**PROMPT**
Give the data again exactly, without images.

Image-grounded pointing data:
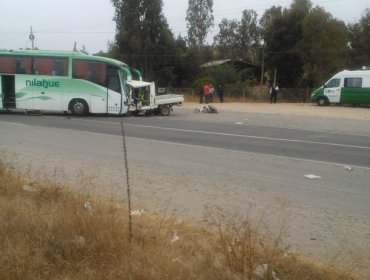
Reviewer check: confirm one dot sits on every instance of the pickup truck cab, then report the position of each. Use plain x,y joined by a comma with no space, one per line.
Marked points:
145,100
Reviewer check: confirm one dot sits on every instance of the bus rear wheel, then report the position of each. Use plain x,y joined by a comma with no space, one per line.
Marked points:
79,107
165,110
322,101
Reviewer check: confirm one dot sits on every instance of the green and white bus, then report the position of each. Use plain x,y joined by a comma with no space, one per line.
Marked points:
345,87
73,82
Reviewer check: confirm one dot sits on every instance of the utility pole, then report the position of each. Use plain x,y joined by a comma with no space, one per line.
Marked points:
32,38
262,69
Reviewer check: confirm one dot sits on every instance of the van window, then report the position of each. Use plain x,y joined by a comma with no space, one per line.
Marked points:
353,82
333,83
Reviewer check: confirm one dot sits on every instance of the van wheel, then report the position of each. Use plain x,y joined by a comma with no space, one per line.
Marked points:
79,107
165,110
322,101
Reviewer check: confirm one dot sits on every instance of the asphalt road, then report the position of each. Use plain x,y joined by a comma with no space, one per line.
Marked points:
292,143
181,166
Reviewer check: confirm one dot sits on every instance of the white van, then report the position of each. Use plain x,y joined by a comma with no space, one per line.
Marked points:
345,87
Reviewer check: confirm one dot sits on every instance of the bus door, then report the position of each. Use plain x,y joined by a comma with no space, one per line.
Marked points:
46,94
114,91
7,87
333,90
8,91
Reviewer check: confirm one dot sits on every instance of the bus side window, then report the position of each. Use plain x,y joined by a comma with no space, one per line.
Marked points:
113,79
23,65
50,66
92,71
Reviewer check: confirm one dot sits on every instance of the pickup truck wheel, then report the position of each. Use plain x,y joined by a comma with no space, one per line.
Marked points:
322,101
165,110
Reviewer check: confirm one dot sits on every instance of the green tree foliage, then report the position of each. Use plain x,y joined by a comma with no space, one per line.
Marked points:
249,36
227,40
359,38
144,40
323,46
282,33
199,18
239,39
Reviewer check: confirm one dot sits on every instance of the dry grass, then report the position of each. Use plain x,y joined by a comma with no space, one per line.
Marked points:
48,232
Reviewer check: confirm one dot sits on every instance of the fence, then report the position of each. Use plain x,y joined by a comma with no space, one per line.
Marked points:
254,94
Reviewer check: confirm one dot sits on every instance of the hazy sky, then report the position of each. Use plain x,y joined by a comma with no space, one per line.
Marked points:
57,24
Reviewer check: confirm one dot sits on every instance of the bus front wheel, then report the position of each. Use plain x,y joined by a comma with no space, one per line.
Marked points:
79,107
322,101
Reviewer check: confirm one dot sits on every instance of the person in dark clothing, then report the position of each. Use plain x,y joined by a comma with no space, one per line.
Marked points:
220,90
201,95
273,93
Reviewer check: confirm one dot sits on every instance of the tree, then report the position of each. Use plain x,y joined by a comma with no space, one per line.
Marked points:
199,18
144,40
282,33
323,46
359,38
249,36
227,40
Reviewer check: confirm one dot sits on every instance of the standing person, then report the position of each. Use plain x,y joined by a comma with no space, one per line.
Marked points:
273,93
220,90
201,95
206,93
211,92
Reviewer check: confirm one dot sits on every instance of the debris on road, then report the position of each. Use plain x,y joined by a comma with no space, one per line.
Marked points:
348,168
312,177
206,109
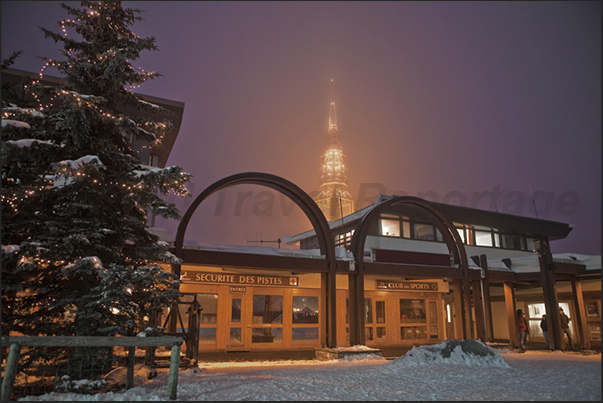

**TASK RESULT**
Reviewer check: confirm one dot sits on every instance of the pickup truck cab, then report the position of each. Use plain x,y joined by a comma with no space, one per line.
Marked points:
145,100
Reviewer check: confirm one dot sits on every instance of the bus rear wheel, then report the position of each. Use plain x,y joined by a comma with no space, one per line.
Marked points:
79,107
165,110
322,101
Reviewer check: confirm one dot sits on every instance of the green and white bus, then report the position of each. Use plain x,y joined by a comma with no space, one per line.
Marked points:
345,87
73,82
Reviewer check: confirm one dot sits on every instance of the utility pole, then report the position of each. Use plain x,y joined by a comma with no space, one per line.
Marked points:
32,38
262,69
Reviewer check: confirm one dot sits on every instance of the van window, then report the position of each. Use plain x,y joined by a comma with no space, one per line.
Marked points:
353,82
333,83
Reviewer check: confirm one dot sits on every instance of the van wheel, then report the position of each. Use plain x,y joined by a comma with no space, one per line.
Marked points:
79,107
165,110
322,101
Reviewer check: confirm one dot sits on every instance of the asphalt road, then report the position of each. Use plain x,y joined by a comma with no space, one per line.
Marked points:
292,143
181,166
Reviewer check: confirm one dot sits on every instance of the white van, then report the position of each. Use plain x,y joined by a comma with no space, one per line.
Marked points:
345,87
Reviewer check: confirm one dot sits on every instance of the bus door, then report the position of each. Use plain x,y joined by a comma with no space, one per line.
Marked points:
46,94
114,91
7,87
333,90
8,91
Reviewer check: confirm one dot sits on every instance of the bus side window, then report the position of each. Use plain x,y joined by a comma with no space, one per line.
Marked points:
113,79
23,65
50,66
92,71
Reviewer check: confirm one dot sits on every instance of the pickup truck wheel, then report the position of each. Use plain x,y joined by a comma with no space, one per line.
Marked points:
322,101
165,110
Reviewer check: confirm one dot sits on every instance of the green tree foliage, then report the position of each. Use plain x,y joined by a comma with no space, one per line.
Marked points:
249,36
227,40
359,38
144,40
323,46
282,33
199,18
239,39
Reviewer check: confirm one dot sits on every instance of the dry grass, then report the position of each. Use plain x,y joined by a comma with no space, one per line.
Marked points:
48,232
Reviewer check: confirm one dot sits on every instance of the fence, then report the position of each. Use plain x,y joined by a comma with no space, one per line.
Marked points:
254,94
Reviewer check: confirm one dot sits on every instance of the hazy sky, then report the position of each. Use plain x,y joined by a comma with no space, one per line.
Marked points:
57,24
Reviewer check: confirm one dot sits on every instance of the bus front wheel, then report the position of each. Use plain x,y joined by a comma with no space, one per line.
Marked points:
79,107
322,101
Reviewer check: confirm one dot sits on every instance of the person in dark clothing, then report the position of each. Use plain x,y joined by a comma with no space, one per line.
Marked points:
220,90
201,95
273,93
Reviewer check: confirm one dot sits on every instance of the tree, then report the position of each. Use plain x,y joined by a comma with no space, one per line.
Marked points:
199,18
144,40
282,33
323,46
359,38
249,36
227,40
Reviewer check: confirm one dot sits on every instance of the standing person, then report the position of each. Use plain x,y joined by a comma with no space, one per line.
Marked points:
273,93
220,90
201,95
206,93
211,92
Reviewer check: confirm one dot sits on every instance of the debris on road, then report the position of each. Use plain x,y joined by a comma with no space, one per line.
Marked points:
348,168
312,177
206,109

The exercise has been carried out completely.